- Task list:
a) How would you render the sentence "I test for a set on cold plates from the fridge." from the jam-making diary entry in Spanish?
b) Rewrite the jam-making diary entry from the words "The sun is streaming" through "starting to jam.", swapping "preserving pan" for "stockpot".
* BEGIN Document text *
Sunday 28th April
I stand at the kitchen island slicing strawberries, pulling off the green leaves and stems and cutting them into quarters. My fingers turning pink with their juice, those tiny strawberry hairs sticking to my skin.
The sun is streaming in through the windows, warming the kitchen, as I shake jam sugar over the pile of strawberries; a squeeze of lemon juice and a layer of crumpled up parchment paper to tuck them into their bowl. I leave them to macerate, the sugar drawing the juice from the fruit, the juice melting the sugar crystals, turning them to a syrup.
There is so much fruit in the preserving pan that it almost boils over. The syrup boiling and rolling, foaming like lava right to the top of the pan. I stir and stir, raising and lowering the heat until the liquid reduces and calms down enough to be left on a steady bubble, thickening slowly, starting to jam.
I test for a set on cold plates from the fridge. Waiting for the glossy, ruby jam to wrinkle on the surface. I let it settle before I skim the top, removing any foam that doesn’t disappear on its own. The jars are hot from the oven and the jam sizzles as it hits the glass, boiling up again, sending puffs of sweet strawberry into the air. I screw a lid onto each searingly hot jar and turn it upside down to check the seal, leaving them on the side to cool. The strawberry section of the jam shelf restocked just as the season starts to get busy.
* END Document text *
* BEGIN Information shown *
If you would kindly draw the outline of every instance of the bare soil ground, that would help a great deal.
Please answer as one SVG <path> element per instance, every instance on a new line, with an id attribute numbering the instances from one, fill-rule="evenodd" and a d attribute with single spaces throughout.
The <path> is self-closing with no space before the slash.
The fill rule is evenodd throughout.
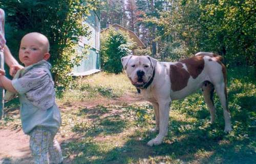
* END Information shown *
- Answer set:
a) Hago la prueba de cuajado en platos fríos sacados de la nevera.

b)
The sun is streaming in through the windows, warming the kitchen, as I shake jam sugar over the pile of strawberries; a squeeze of lemon juice and a layer of crumpled up parchment paper to tuck them into their bowl. I leave them to macerate, the sugar drawing the juice from the fruit, the juice melting the sugar crystals, turning them to a syrup.
There is so much fruit in the stockpot that it almost boils over. The syrup boiling and rolling, foaming like lava right to the top of the pan. I stir and stir, raising and lowering the heat until the liquid reduces and calms down enough to be left on a steady bubble, thickening slowly, starting to jam.